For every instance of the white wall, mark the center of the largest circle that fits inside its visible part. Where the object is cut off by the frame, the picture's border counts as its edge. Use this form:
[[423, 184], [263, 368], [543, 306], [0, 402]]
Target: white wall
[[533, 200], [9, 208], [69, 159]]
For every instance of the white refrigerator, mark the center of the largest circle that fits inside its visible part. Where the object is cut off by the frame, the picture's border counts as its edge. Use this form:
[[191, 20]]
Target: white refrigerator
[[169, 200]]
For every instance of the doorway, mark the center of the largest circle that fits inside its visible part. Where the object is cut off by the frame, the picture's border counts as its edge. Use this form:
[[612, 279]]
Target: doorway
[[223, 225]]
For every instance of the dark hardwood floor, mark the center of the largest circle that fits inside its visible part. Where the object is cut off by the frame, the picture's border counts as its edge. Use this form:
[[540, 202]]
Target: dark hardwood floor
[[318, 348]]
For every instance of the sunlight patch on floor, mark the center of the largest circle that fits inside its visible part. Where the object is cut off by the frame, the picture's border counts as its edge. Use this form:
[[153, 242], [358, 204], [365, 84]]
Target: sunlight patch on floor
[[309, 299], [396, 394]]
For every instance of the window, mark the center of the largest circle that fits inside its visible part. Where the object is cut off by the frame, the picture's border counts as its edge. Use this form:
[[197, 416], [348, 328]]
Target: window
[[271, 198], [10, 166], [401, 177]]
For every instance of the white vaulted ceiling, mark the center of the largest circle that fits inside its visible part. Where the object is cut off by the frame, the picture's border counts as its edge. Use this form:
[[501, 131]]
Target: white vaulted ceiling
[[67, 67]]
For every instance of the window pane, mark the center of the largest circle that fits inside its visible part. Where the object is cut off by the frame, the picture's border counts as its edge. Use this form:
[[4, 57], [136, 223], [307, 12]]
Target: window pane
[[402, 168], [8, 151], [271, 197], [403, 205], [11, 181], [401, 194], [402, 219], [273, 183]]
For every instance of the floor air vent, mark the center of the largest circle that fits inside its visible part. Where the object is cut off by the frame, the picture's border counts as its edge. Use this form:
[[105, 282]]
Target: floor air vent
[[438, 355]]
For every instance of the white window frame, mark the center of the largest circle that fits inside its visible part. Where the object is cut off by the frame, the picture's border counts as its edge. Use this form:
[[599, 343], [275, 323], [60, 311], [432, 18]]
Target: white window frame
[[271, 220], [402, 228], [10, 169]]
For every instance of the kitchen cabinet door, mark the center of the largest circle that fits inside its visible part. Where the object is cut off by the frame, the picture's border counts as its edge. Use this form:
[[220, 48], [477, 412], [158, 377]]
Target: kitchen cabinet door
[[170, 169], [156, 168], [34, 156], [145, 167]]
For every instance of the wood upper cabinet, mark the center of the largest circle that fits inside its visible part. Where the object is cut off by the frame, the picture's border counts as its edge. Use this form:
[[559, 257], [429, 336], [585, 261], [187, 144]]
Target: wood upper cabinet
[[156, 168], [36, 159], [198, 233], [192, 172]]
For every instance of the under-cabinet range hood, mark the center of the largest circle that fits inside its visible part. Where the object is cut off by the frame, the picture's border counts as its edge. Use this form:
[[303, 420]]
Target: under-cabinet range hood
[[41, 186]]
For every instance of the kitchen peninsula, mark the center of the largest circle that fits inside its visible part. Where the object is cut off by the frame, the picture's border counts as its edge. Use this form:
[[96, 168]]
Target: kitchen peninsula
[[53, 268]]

══════════

## Directive
Rewrite the records, starting at the line containing "For every instance of the under-cabinet" and stopping after the line containing "[[41, 186]]", with the request lines unchanged and 106 added to every coordinate in the answer points.

## Reply
For every instance of the under-cabinet range hood, mark the center of the largest circle that fits inside its visible part. Where the object is cut off by the frame, the picture's border counts as its edge. Use this form:
[[303, 420]]
Target: under-cabinet range hood
[[147, 292]]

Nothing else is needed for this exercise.